(Stored records)

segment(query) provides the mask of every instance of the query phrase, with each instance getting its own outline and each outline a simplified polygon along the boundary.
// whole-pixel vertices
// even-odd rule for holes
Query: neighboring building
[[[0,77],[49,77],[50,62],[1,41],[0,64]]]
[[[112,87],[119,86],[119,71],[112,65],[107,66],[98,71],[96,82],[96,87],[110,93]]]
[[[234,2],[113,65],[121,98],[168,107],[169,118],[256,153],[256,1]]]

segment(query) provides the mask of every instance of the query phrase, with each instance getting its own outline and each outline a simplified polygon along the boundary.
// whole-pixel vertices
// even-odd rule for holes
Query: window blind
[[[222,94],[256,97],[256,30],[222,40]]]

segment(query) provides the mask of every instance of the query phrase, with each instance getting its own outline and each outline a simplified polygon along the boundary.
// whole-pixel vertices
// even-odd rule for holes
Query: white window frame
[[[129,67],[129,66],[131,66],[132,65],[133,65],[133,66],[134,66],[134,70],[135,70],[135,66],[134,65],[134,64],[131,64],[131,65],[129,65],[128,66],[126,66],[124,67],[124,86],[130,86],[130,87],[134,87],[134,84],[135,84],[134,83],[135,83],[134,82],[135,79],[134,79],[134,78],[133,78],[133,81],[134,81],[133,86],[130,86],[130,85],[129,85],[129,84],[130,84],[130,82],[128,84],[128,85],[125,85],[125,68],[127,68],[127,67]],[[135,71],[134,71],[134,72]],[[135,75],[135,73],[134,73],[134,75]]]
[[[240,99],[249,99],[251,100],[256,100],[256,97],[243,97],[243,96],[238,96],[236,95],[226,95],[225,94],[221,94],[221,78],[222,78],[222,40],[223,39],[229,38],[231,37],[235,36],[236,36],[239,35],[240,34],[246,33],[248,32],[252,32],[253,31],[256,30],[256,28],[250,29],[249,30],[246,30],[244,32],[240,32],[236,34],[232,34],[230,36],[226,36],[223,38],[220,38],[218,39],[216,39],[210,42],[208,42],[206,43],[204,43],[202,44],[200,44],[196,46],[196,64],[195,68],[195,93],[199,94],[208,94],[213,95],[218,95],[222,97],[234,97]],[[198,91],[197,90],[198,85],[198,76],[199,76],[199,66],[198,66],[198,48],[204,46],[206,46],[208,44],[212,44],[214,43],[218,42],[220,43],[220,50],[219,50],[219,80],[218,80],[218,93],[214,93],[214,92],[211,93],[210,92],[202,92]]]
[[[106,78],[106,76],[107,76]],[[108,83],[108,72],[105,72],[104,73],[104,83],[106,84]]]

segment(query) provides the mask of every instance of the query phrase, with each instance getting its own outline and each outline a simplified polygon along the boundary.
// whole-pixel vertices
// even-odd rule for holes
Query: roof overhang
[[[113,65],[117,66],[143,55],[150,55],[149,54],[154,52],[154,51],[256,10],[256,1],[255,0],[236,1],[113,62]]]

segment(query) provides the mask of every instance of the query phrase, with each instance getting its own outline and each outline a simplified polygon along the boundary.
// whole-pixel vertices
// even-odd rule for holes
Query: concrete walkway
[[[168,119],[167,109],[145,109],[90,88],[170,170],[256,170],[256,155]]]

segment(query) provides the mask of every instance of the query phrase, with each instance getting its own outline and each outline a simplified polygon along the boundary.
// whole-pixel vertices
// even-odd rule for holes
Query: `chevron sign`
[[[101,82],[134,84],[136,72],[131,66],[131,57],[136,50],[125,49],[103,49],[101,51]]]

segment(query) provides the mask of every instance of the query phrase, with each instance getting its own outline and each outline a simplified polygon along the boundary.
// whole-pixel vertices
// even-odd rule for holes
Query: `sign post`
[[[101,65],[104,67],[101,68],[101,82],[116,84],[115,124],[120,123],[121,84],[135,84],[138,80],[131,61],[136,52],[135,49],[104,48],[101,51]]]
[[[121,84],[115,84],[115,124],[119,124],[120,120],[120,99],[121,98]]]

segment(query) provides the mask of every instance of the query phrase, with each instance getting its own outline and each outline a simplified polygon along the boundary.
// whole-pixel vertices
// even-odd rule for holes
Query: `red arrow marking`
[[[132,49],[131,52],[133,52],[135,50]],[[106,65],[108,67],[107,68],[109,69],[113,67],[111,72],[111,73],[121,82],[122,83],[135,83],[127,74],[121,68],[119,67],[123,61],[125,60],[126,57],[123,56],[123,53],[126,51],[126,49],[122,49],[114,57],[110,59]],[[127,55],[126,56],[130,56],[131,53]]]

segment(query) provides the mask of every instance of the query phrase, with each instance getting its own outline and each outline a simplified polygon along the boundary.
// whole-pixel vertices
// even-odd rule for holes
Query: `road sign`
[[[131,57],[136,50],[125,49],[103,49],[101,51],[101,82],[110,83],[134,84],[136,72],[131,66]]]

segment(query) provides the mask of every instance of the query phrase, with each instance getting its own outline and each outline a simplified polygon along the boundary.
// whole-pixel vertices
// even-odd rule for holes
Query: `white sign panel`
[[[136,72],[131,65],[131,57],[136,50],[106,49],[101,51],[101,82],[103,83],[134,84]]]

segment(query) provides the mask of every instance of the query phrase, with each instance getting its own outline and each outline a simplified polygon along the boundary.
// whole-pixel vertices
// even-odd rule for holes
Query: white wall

Work to complete
Show every line of the material that contains the string "white", copied in full. Case counts.

Full solution
Query: white window frame
Query: `white sign panel`
Query: white wall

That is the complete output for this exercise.